(Collected data)

▶

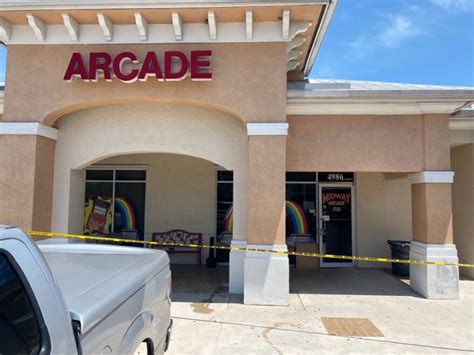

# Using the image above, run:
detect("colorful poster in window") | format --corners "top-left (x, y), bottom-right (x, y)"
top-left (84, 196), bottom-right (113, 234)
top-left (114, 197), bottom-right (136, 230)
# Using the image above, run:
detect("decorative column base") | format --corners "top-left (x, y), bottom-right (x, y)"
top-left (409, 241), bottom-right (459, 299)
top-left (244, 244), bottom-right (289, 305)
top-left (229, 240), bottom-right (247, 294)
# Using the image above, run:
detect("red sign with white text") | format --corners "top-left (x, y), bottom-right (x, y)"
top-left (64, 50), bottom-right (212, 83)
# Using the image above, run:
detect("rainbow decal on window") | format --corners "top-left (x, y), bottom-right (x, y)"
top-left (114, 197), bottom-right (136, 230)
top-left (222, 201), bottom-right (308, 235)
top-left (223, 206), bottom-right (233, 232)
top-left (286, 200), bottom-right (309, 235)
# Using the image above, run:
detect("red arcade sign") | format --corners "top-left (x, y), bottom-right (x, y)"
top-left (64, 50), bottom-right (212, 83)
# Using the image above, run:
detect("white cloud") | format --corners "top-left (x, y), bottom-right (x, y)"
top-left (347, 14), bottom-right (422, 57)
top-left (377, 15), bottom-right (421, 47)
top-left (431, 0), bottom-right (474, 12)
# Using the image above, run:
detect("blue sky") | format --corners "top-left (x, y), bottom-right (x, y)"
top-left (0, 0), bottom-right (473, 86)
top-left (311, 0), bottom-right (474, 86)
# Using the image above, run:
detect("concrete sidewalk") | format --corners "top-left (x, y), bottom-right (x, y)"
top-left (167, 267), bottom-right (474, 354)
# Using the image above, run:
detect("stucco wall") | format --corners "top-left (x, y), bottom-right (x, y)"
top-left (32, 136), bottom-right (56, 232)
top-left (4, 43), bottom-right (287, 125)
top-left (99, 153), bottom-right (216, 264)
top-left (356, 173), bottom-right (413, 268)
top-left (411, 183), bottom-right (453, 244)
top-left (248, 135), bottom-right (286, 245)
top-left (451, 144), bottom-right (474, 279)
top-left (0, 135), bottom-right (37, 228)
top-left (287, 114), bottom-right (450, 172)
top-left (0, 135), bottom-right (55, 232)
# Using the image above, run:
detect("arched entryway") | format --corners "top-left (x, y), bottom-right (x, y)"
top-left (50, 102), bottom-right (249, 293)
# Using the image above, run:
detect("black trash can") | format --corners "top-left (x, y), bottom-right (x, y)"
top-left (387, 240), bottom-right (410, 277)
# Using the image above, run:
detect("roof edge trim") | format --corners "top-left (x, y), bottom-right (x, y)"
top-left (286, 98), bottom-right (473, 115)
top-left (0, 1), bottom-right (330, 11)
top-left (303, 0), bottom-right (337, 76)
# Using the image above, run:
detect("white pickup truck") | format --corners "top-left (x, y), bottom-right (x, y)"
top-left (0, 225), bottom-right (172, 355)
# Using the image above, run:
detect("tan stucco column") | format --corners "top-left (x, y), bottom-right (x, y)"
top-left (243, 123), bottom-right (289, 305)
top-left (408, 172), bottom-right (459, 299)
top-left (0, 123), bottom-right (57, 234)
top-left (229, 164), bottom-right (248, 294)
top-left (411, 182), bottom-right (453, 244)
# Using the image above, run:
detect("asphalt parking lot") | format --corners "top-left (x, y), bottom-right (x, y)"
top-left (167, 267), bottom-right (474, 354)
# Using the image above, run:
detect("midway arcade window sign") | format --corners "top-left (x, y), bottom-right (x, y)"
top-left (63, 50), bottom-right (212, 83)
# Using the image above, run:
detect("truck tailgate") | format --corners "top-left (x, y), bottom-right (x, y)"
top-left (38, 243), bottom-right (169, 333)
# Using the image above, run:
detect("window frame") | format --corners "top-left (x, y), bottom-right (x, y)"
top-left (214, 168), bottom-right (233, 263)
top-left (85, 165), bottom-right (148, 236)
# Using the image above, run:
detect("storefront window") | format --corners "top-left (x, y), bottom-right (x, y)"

◀

Task requirements: Output every entry above verbatim, but leave out the pictures.

Your response:
# Using the image above, run:
detect("colorful poster in window") | format --corners "top-left (x, y), bottom-right (x, y)"
top-left (84, 196), bottom-right (113, 234)
top-left (114, 197), bottom-right (136, 230)
# Using the image above, run:
detect("decorative column base") | format --corners "top-left (x, y), bottom-right (x, y)"
top-left (409, 241), bottom-right (459, 299)
top-left (244, 244), bottom-right (289, 305)
top-left (229, 240), bottom-right (247, 294)
# Using the image above, run:
detect("red sign with white text") | format --corners "top-left (x, y), bottom-right (x, y)"
top-left (64, 50), bottom-right (212, 83)
# Using the image above, run:
detect("rainbow decal on window") | format --corners "top-left (x, y), bottom-right (x, y)"
top-left (114, 197), bottom-right (136, 230)
top-left (222, 201), bottom-right (308, 235)
top-left (223, 206), bottom-right (233, 232)
top-left (286, 200), bottom-right (309, 235)
# Using the image above, run:
detect("red arcade sign") | format --corners "top-left (x, y), bottom-right (x, y)"
top-left (64, 50), bottom-right (212, 83)
# Using the image above, run:
detect("white cloud") | format --corners "top-left (x, y), bottom-right (x, y)"
top-left (347, 14), bottom-right (422, 57)
top-left (377, 15), bottom-right (421, 47)
top-left (431, 0), bottom-right (474, 12)
# Using the image above, run:
detect("blue sky") | format --corners "top-left (x, y), bottom-right (x, y)"
top-left (0, 0), bottom-right (473, 86)
top-left (311, 0), bottom-right (474, 86)
# Using the image above, run:
detect("concrete sidewalk") | format --corners "top-left (x, y), bottom-right (x, y)"
top-left (167, 267), bottom-right (474, 354)
# Using the image above, run:
detect("stucco wall") | format --corners "top-left (x, y), bottom-right (x, y)"
top-left (32, 136), bottom-right (56, 232)
top-left (4, 43), bottom-right (287, 125)
top-left (99, 153), bottom-right (216, 264)
top-left (356, 173), bottom-right (413, 268)
top-left (411, 183), bottom-right (453, 244)
top-left (248, 135), bottom-right (286, 245)
top-left (451, 144), bottom-right (474, 279)
top-left (0, 135), bottom-right (37, 228)
top-left (287, 114), bottom-right (450, 172)
top-left (0, 135), bottom-right (55, 232)
# Using the image above, run:
detect("arched entryway") | format --corners "top-left (x, y), bottom-right (x, y)"
top-left (50, 102), bottom-right (249, 293)
# Using the image above, run:
detect("black trash can") | format --corners "top-left (x, y), bottom-right (x, y)"
top-left (387, 240), bottom-right (410, 277)
# Using the image above, run:
detect("roof edge trim") | format --corners "top-left (x, y), bottom-right (x, y)"
top-left (286, 98), bottom-right (473, 115)
top-left (0, 1), bottom-right (330, 11)
top-left (303, 0), bottom-right (337, 76)
# Using the image above, run:
detect("white pickup truck") | format --corners "top-left (x, y), bottom-right (x, y)"
top-left (0, 225), bottom-right (172, 355)
# Using the image above, run:
detect("tan stucco column") | format --corners "top-left (x, y), bottom-right (x, y)"
top-left (243, 123), bottom-right (289, 305)
top-left (408, 172), bottom-right (459, 299)
top-left (0, 123), bottom-right (57, 234)
top-left (229, 164), bottom-right (248, 294)
top-left (411, 182), bottom-right (453, 244)
# Using the image above, run:
detect("asphalt parking lot") | format --corners "top-left (x, y), bottom-right (x, y)"
top-left (167, 267), bottom-right (474, 354)
# Using the image above, run:
detect("midway arcade window sign") | format --corners "top-left (x, y), bottom-right (x, y)"
top-left (63, 50), bottom-right (212, 83)
# Using the image above, run:
detect("truck tailgate") | format --corners "top-left (x, y), bottom-right (x, y)"
top-left (38, 243), bottom-right (169, 333)
# Using the image above, run:
detect("window frame") | format --corners "top-left (x, y), bottom-right (x, y)"
top-left (214, 168), bottom-right (233, 263)
top-left (85, 165), bottom-right (148, 236)
# Using the image above, run:
detect("storefront window") | format --corners "top-left (x, y), bottom-right (x, y)"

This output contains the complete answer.